▶ _Extracted entries_
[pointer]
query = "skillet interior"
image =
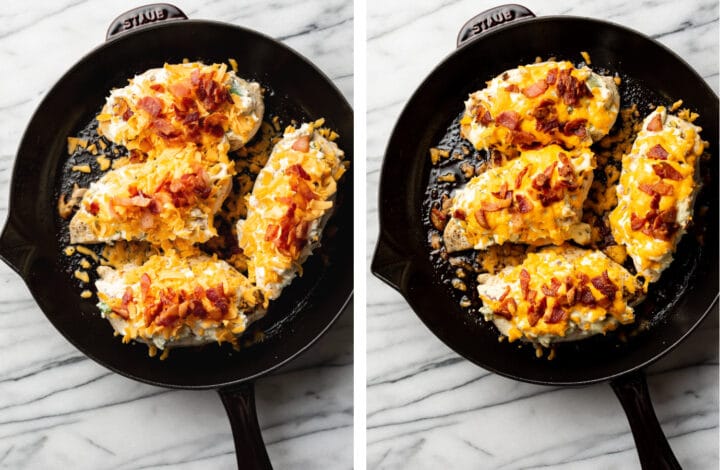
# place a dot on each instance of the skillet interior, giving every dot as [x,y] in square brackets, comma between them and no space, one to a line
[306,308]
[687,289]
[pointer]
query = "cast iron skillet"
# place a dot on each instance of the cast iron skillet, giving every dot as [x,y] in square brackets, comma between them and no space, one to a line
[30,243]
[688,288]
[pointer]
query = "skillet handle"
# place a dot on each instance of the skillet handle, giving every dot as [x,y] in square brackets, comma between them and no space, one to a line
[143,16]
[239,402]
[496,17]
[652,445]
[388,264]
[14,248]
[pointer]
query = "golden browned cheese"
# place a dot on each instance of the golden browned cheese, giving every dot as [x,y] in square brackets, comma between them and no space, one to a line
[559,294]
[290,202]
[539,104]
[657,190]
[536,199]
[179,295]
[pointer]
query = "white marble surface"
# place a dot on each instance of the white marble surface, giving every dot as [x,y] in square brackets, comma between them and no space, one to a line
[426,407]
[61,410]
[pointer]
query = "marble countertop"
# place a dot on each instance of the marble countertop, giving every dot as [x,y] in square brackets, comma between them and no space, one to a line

▶ _Written instruction_
Reproduce all of the material above, switching "golden browned cheese" to "melted cheese" wherever it occurs and leaving everything else as it is. Omit the pictures from your copy.

▶ _The result_
[pointer]
query = "skillet interior"
image =
# place a dot on each instance of the skillet interior, giving every dot as [x,y] in square brackets, comma between them and no space, one to a line
[306,308]
[687,289]
[pointer]
query = "cast iron skillet"
# place a dot on each instance of the cast iron skillet, giving every dot as [x,y] in square brackets, comma between them and no space, one to a line
[30,243]
[688,288]
[pointer]
query = "skillet handle"
# place a dot on each instance of the skillet handle, giving every dot as [x,y] in square brackets, comma between them and no space, one to a line
[143,16]
[239,402]
[496,17]
[652,445]
[388,264]
[14,248]
[pointer]
query = "melted cheese"
# place a dot on each instance of the melted cheese, giving every dot as [x,y] in square brackets, comma between them and no space, one to a line
[559,294]
[290,202]
[539,104]
[657,190]
[536,199]
[179,295]
[pointer]
query = "white marble surface"
# place a dot on each instance of the white marble surface, giving every dot as [x,y] in square brackets, comma between them and no space, one to a line
[426,407]
[61,410]
[pointer]
query = "marble countertop"
# place a dot on each instance of the marble countertop, giving every dot as [x,y] in square brackets, comma between them and no space, one to a line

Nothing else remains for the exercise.